[Data listing]
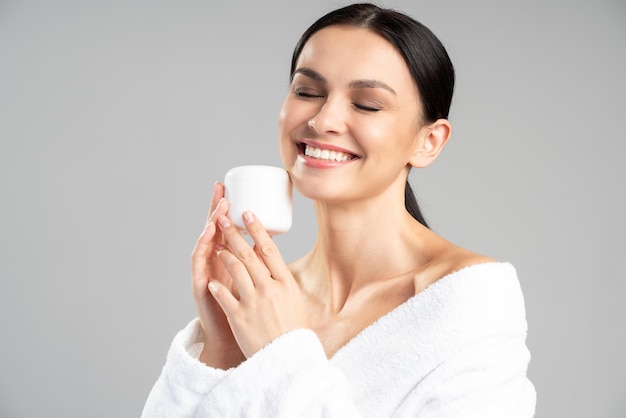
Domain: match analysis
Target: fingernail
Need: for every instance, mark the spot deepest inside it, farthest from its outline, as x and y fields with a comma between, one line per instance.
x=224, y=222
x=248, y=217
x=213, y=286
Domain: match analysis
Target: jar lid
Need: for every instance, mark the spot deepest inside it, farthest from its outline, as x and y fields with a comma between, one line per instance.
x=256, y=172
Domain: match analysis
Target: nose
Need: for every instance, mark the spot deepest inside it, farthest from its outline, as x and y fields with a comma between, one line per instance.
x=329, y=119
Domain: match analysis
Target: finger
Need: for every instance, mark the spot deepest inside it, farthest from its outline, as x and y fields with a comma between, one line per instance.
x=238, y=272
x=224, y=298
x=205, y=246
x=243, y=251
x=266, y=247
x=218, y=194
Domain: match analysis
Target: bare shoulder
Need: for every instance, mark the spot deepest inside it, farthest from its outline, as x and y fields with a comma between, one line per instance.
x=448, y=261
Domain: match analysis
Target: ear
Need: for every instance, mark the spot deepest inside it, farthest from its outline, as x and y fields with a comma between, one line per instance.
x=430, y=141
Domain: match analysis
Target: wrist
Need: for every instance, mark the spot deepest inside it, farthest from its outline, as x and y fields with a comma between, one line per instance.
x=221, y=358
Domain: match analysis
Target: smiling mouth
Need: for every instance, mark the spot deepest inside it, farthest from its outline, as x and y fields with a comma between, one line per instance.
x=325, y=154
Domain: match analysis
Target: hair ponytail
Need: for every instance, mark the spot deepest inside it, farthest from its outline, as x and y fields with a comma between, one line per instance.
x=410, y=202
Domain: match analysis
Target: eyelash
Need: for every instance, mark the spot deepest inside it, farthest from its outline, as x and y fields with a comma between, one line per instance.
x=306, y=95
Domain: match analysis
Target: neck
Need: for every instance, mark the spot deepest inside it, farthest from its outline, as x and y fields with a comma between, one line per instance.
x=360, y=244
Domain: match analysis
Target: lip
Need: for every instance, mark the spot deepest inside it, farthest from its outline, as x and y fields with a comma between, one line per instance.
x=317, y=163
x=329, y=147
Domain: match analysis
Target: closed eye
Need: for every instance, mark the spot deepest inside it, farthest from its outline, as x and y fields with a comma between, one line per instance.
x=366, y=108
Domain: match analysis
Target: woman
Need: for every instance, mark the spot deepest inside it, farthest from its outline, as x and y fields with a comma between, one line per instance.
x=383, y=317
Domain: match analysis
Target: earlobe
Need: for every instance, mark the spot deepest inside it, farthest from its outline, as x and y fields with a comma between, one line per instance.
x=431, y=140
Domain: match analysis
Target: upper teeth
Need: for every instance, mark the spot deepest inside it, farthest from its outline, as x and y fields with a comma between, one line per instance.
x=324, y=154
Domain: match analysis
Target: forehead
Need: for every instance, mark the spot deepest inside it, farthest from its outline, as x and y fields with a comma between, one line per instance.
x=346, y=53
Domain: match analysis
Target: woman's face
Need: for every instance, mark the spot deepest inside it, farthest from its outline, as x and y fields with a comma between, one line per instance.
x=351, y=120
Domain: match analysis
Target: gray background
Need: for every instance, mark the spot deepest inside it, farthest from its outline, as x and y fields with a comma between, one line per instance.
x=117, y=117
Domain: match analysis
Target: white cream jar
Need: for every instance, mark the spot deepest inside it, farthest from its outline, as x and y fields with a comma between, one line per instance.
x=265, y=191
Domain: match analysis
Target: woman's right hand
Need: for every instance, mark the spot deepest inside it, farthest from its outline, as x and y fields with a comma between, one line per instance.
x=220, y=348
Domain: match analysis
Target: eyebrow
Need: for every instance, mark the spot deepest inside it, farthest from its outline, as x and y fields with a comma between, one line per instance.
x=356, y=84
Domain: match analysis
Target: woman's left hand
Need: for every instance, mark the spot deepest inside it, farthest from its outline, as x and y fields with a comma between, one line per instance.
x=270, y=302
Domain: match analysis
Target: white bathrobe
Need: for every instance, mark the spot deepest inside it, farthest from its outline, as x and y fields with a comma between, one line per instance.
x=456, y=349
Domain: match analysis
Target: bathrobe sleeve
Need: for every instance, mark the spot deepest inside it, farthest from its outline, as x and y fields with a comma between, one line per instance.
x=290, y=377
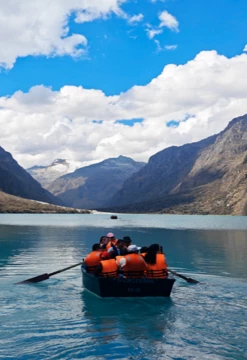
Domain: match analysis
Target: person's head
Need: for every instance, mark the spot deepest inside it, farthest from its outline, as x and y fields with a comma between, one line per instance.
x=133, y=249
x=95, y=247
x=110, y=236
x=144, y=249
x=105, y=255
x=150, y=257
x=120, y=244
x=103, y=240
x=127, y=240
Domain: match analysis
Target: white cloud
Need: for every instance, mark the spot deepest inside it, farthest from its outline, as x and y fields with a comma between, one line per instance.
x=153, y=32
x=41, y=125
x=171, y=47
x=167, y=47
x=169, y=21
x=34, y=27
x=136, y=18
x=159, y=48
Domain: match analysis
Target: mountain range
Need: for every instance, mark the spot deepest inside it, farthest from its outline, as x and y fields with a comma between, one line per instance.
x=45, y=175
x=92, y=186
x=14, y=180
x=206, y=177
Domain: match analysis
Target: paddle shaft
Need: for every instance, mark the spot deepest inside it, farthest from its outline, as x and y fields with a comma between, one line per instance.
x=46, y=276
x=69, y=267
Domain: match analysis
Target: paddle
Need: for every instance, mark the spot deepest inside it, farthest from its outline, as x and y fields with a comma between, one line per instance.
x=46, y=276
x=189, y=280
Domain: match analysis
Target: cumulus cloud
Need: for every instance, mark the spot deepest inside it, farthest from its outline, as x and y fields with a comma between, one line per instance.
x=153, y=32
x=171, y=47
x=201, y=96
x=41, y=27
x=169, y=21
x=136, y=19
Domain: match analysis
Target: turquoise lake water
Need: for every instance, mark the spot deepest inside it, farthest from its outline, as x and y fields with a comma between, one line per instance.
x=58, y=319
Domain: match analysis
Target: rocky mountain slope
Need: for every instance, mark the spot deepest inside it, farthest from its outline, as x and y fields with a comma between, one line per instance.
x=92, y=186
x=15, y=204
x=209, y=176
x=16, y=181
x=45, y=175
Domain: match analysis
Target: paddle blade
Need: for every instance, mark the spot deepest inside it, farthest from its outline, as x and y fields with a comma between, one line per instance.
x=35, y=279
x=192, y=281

...

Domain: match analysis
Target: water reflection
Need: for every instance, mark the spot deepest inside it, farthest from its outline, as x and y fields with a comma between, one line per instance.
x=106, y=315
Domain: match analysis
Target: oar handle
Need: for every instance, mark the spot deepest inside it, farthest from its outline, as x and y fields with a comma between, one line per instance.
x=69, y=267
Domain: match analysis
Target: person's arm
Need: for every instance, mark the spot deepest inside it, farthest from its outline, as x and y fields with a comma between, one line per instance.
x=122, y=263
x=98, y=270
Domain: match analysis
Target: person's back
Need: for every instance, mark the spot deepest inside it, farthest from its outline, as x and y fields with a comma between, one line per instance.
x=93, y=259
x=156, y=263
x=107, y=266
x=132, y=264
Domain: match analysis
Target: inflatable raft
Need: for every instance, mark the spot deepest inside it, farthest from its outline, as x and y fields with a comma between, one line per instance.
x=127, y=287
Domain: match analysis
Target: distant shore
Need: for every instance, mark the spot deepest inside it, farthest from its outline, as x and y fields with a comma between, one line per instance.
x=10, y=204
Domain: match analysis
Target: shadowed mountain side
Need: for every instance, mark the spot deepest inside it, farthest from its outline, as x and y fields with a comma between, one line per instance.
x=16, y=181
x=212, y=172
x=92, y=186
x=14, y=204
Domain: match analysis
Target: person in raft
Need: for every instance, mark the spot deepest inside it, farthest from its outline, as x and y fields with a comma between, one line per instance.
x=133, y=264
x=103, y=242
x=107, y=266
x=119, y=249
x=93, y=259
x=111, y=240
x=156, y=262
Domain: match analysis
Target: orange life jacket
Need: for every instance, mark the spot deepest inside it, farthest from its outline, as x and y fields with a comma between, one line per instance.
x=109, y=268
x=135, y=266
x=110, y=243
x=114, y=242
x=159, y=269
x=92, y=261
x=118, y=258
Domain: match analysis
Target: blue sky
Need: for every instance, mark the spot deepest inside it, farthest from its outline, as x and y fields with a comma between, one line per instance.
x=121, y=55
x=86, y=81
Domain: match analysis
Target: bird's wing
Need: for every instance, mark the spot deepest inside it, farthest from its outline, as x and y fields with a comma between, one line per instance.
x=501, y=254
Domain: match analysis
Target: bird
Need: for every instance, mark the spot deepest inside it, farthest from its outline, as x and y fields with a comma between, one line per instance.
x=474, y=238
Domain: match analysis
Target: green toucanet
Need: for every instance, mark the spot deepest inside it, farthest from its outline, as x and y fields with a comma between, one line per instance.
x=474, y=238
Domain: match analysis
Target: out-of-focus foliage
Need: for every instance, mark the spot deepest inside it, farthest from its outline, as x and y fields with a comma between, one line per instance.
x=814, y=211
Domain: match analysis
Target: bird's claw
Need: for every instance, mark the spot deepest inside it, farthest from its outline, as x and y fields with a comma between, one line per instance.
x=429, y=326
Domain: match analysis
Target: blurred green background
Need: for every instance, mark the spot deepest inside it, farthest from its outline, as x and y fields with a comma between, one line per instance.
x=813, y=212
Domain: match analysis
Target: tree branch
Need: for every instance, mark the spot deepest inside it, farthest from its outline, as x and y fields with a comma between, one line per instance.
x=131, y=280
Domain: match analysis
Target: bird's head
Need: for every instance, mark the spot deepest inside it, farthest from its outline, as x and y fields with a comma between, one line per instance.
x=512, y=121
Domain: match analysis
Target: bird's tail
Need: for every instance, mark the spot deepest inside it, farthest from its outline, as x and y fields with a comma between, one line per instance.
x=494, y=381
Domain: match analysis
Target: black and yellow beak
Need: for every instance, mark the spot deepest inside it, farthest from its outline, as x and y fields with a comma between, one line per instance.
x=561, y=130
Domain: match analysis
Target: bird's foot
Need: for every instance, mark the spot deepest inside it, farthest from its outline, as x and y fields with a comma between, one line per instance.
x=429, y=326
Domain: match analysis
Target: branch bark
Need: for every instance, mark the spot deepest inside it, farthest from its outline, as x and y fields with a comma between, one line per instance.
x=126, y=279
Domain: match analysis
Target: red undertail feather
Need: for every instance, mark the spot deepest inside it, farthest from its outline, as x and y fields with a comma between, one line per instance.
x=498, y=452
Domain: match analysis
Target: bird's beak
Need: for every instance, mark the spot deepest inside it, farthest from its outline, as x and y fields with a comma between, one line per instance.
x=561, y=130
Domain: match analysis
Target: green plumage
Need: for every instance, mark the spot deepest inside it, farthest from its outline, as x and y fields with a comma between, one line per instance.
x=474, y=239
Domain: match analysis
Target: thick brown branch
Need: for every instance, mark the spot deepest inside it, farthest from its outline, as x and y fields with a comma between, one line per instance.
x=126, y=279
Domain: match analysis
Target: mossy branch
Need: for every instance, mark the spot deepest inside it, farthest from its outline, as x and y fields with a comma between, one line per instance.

...

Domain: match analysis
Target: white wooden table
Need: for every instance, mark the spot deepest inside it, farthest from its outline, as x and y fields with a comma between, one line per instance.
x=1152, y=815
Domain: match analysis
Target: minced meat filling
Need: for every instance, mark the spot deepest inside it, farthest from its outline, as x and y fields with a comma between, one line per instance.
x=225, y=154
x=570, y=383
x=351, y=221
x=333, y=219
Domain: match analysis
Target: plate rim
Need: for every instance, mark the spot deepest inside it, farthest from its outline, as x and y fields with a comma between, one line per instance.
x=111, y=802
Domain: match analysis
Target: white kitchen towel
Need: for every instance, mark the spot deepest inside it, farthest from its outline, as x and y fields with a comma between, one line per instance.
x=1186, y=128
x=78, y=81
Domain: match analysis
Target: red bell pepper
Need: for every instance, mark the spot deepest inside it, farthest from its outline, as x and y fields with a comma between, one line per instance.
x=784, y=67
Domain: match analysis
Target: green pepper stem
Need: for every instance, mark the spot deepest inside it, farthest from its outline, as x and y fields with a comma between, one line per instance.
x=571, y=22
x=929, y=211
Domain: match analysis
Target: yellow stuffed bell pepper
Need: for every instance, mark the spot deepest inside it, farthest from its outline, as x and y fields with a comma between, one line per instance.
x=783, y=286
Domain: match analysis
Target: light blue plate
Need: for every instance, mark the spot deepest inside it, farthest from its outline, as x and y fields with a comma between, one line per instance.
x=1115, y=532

[Problem requirements]: Locate each line in the rows above that contains the string "branch", and copy every such line in full.

[Result of the exercise]:
Target: tree branch
Target: branch bark
Target: thick brown branch
Target: mossy branch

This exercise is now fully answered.